- **CONSEGNA**
Prosegui l'articolo sulla censura social durante la pandemia, riportato più sotto, a partire dalla sua ultima frase.

- **TESTO DI LETTURA**
+ + + +

Nel corso della storia i momenti di crisi hanno spesso messo alla prova i confini della libertà d’espressione, non di rado sfociando nella censura. La pandemia di Covid-19 non fa eccezione, ma questa volta il campo di battaglia è digitale.
Mentre Pavel Durov, CEO di Telegram, attende in Francia di conoscere il suo destino giudiziario, Mark Zuckerberg, il volto di Facebook e Meta, ci offre uno sguardo dietro le quinte di decisioni che hanno plasmato il nostro discorso online durante uno dei periodi più turbolenti della storia recente. Due storie parallele che sollevano interrogativi cruciali sulla libertà di parola nell’era digitale.
La “confessione” di Zuckerberg sulla censura social
Il CEO di Meta ha appena inviato una lettera al deputato repubblicano Jim Jordan, rivelando dettagli inquietanti sulle pressioni ricevute dalla Casa Bianca durante la pandemia di Covid-19. Zuckerberg ammette che l’amministrazione Biden ha ripetutamente esercitato pressioni per mesi affinché la piattaforma censurasse determinati contenuti relativi al Covid-19, inclusi umorismo e satira.
Cito dal testo (qui potete dare un’occhiata alla lettera per intero):
Alti funzionari dell’amministrazione Biden, inclusa la Casa Bianca, hanno ripetutamente fatto pressione sui nostri team per mesi per la censura di certi contenuti relativi al COVID-19, inclusi umorismo e satira, ed hanno espresso molta frustrazione verso i nostri team quando non eravamo d’accordo.
Un’ammissione tardiva (e interessata) ma significativa
Il fondatore di Facebook riconosce ora che queste pressioni governative erano sbagliate e si rammarica che Meta non sia stata più esplicita nel contrastarle. “Credo che la pressione del governo fosse sbagliata, e mi rammarico che non siamo stati più espliciti al riguardo”, afferma Zuckerberg nella lettera.
Questa ammissione solleva interrogativi importanti sulla linea di demarcazione tra la protezione della salute pubblica e la salvaguardia della libertà di espressione.
La pandemia è stata un caso di studio senza precedenti per la gestione dell’informazione in tempi di crisi. Le decisioni prese da piattaforme come Meta hanno avuto un impatto significativo sul discorso pubblico, influenzando potenzialmente la percezione pubblica della pandemia e le risposte ad essa. Non esagero se dico che hanno influito (resta da capire come) sul numero delle vittime così come delle persone salvate.
È una ammissione tardiva, che va osservata nel quadro della competizione elettorale negli Stati Uniti. Forse un assist nel tentativo di pararsi il colpo ed evitare ripercussioni in caso di elezione del candidato repubblicano, già espulso dai social di Zuckerberg (e non solo). Ad ogni modo, quale che sia l’intento dietro questa mossa, rileva la sostanza: quella di una manifesta attività di censura.

+ + + +

- **Voci da una fonte di dati**

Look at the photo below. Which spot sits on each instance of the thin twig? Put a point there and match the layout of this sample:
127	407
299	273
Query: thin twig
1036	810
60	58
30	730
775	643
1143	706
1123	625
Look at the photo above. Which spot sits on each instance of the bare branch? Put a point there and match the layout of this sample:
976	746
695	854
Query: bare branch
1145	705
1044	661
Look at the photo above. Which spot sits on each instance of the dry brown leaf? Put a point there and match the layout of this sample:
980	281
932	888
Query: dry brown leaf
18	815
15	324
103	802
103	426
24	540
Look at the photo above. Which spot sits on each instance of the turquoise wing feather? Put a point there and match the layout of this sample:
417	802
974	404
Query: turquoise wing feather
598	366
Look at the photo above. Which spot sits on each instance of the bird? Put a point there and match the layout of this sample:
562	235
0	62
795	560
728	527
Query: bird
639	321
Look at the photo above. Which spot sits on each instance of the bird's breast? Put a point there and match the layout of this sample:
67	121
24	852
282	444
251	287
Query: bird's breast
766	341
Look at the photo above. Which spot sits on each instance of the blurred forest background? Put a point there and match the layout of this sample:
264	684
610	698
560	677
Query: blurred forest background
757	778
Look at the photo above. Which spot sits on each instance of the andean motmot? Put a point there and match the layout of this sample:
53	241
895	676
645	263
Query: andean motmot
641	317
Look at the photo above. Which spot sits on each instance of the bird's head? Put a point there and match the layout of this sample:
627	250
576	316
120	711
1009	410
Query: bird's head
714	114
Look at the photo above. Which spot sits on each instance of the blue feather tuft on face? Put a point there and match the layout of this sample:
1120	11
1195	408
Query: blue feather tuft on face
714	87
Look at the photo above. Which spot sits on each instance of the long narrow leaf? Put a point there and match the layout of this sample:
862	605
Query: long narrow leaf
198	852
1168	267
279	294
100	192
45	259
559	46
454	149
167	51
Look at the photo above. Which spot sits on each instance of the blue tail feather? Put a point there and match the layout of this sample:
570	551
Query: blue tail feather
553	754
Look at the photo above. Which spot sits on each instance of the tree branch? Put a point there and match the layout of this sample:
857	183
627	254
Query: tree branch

+ + + +

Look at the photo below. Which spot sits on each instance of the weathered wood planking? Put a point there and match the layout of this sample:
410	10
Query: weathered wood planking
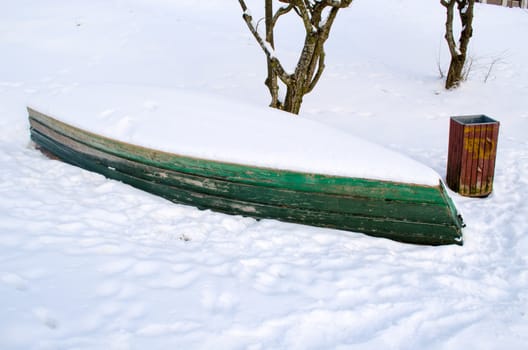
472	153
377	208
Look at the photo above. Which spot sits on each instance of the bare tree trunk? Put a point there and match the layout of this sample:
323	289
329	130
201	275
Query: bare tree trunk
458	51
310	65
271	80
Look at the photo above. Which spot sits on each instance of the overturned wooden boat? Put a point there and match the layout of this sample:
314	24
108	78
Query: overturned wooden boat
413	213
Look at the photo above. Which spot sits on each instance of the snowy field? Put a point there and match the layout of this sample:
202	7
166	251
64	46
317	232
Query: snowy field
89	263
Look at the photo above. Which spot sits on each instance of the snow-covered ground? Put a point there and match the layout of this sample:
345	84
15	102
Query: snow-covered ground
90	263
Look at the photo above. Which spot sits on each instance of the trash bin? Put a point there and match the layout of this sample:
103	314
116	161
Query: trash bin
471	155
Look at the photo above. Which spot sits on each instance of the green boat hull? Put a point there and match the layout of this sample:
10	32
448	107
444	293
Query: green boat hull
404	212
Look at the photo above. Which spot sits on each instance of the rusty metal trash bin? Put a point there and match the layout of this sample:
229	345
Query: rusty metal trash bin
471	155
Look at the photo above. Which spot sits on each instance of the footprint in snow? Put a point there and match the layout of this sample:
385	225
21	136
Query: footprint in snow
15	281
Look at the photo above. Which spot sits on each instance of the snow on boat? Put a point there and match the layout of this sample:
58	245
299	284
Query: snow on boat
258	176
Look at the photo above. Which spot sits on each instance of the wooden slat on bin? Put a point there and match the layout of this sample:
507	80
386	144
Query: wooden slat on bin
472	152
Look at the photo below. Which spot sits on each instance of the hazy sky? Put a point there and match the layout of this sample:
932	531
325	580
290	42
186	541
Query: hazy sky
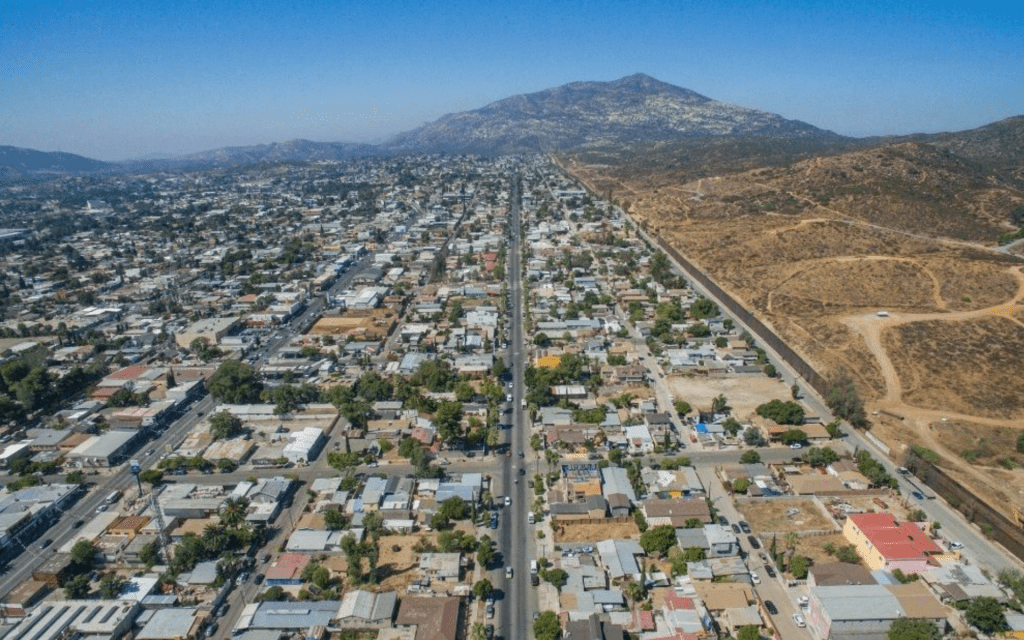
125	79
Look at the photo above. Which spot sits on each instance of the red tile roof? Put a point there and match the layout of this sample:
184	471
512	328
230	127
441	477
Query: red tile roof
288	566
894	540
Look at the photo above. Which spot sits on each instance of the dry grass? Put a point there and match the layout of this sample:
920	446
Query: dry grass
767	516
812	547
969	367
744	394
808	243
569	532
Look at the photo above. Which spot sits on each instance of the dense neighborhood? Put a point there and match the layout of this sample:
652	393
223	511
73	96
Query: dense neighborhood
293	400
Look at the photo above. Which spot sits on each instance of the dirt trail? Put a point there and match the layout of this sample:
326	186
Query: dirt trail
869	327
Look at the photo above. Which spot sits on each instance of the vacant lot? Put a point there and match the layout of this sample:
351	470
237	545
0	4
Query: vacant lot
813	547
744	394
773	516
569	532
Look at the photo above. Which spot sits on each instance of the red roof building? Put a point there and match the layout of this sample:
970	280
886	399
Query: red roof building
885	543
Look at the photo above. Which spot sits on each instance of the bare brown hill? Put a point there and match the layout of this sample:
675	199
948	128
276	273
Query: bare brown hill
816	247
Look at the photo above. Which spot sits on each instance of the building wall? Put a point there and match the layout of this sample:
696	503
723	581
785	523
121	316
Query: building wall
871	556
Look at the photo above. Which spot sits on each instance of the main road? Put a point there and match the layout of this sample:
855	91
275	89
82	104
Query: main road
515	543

+ + + +

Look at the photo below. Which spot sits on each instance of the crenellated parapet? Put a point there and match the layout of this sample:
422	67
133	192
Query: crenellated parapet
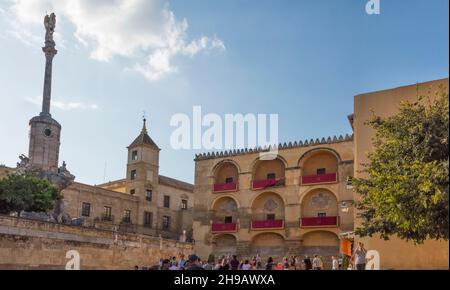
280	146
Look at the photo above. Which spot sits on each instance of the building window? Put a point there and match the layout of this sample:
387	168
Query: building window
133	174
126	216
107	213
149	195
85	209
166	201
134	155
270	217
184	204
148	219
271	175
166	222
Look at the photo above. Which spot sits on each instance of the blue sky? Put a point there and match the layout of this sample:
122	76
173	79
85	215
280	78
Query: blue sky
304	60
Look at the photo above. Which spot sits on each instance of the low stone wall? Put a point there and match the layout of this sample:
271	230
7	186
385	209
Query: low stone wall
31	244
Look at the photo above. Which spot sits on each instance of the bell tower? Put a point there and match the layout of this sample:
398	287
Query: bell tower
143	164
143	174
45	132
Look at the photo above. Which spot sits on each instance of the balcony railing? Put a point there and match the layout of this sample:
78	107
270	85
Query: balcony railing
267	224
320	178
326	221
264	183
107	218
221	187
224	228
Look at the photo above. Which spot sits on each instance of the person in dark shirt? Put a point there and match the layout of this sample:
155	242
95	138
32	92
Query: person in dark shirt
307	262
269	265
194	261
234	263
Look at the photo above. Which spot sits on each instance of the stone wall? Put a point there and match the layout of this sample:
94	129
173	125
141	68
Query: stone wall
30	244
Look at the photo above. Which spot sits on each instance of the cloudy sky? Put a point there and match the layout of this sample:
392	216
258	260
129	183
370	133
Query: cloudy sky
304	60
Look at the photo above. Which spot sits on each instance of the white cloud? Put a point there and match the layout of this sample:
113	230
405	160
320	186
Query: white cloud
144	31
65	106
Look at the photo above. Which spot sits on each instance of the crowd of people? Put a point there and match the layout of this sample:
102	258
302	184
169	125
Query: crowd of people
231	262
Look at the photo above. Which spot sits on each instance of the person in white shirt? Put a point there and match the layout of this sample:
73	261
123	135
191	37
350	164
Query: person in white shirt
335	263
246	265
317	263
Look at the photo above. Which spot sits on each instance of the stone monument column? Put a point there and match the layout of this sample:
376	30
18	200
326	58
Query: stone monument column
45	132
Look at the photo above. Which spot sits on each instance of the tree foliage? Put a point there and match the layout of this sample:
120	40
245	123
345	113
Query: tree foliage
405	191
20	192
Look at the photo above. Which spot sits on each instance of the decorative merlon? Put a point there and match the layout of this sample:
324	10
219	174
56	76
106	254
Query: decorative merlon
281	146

+ + + +

- **RISULTATO**
Il contesto più ampio: Durov e la libertà di espressione
Mentre Zuckerberg fa i conti con le decisioni passate di Meta, un altro gigante tech si trova di fronte a sfide simili, ma in un contesto “legale”. Pavel Durov, CEO di Telegram, è stato arrestato a Parigi, in un caso che rapidamente si è trasformato in un punto focale per il dibattito sulla libertà di espressione e sulla censura.
La coincidenza di questi due eventi mette in luce la complessità della gestione dei contenuti online e il delicato equilibrio tra sicurezza pubblica e diritti individuali.
Le rivelazioni di Zuckerberg e la situazione di Durov evidenziano una tendenza preoccupante: la crescente pressione sui giganti tech per controllare e moderare i contenuti online, spesso su richiesta dei governi. Questo solleva domande fondamentali sulla natura del discorso pubblico nell’era digitale e sul ruolo delle piattaforme social come arbitri dell’informazione.
Censura social: il futuro è più trasparente o più opaco?
L’ammissione di Zuckerberg potrebbe segnare un punto di svolta nella relazione tra governi e piattaforme social. C’è una crescente richiesta di trasparenza e responsabilità da parte di queste aziende, specialmente quando si tratta di decisioni che influenzano il discorso pubblico su larga scala.
Non so a voi, ma a me sembra sempre più chiaro che il bilanciamento tra sicurezza pubblica e libertà di espressione richieda un dialogo continuo e una vigilanza costante. Le ammissioni di Zuckerberg e le sfide legali di Durov ci ricordano che, nel mondo digitale, la libertà di parola è un ideale sempre più fragile.
Il futuro della libertà di espressione online dipenderà dalla nostra capacità di trovare un equilibrio tra questi interessi concorrenti, mantenendo al contempo l’apertura e la diversità che rendono Internet una risorsa così preziosa per l’umanità. O dovrei già dire “rendevano”?